## Exercise requirements
Pictures are to be left out, and every entry repeated exactly.

## Natural language region descriptions
--
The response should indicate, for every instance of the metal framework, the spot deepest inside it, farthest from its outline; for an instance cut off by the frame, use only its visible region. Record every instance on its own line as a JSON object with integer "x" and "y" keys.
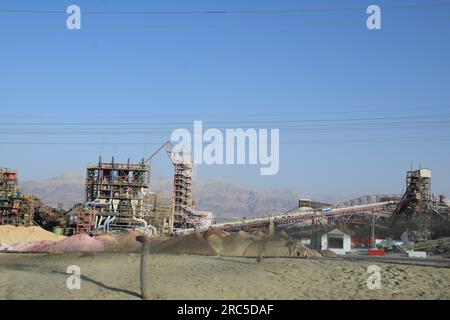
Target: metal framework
{"x": 334, "y": 216}
{"x": 15, "y": 208}
{"x": 118, "y": 194}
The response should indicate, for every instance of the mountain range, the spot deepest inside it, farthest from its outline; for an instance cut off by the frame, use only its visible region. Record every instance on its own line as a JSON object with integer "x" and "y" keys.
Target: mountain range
{"x": 224, "y": 199}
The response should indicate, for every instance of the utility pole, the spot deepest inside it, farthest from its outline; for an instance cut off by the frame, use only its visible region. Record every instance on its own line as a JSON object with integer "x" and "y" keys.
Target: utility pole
{"x": 373, "y": 229}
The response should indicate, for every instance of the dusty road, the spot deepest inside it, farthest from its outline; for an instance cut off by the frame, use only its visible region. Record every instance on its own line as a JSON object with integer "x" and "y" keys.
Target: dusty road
{"x": 116, "y": 276}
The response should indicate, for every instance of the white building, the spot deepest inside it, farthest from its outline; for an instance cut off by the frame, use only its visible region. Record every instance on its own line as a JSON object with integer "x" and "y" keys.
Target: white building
{"x": 336, "y": 241}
--
## Solution to this task
The response should indicate, for every instance of the metal framework, the spot deepest inside it, farthest from its outline; for an instance cut off by the frame, use only its visible region. Record every instance on its own line as a JSON object with integer "x" and "y" keys.
Target: metal framework
{"x": 334, "y": 216}
{"x": 15, "y": 208}
{"x": 118, "y": 194}
The response should indicate, for every instance of the mountain range, the spot deepest inside it, farthest from its outline; for an instance cut off by the frame, use only its visible region. Record every instance on its own line as a JSON object with integer "x" and "y" keys.
Target: mountain range
{"x": 224, "y": 199}
The response should indicate, for every instance of the utility pole, the spot deepest inside it, farthest from its outline; for an instance cut off by the frame, use only its visible region. Record every instance on its own line as a JSON object with integer "x" and "y" keys.
Target: utility pole
{"x": 373, "y": 229}
The response should indicate, for every instance of the dusty road, the spot deepest inside it, farthest from its outline; for an instance cut off by the frame, use only its visible region. Record every instance on its own line as a JSON object with integer "x" and "y" keys.
Target: dusty road
{"x": 116, "y": 276}
The response should indicate, for every instance of the white building, the spot deepest inside it, farthest from its outline; for an instance cut off by the frame, use only its visible region. Record every instance on its own line as a JSON object with integer "x" and "y" keys.
Target: white building
{"x": 336, "y": 241}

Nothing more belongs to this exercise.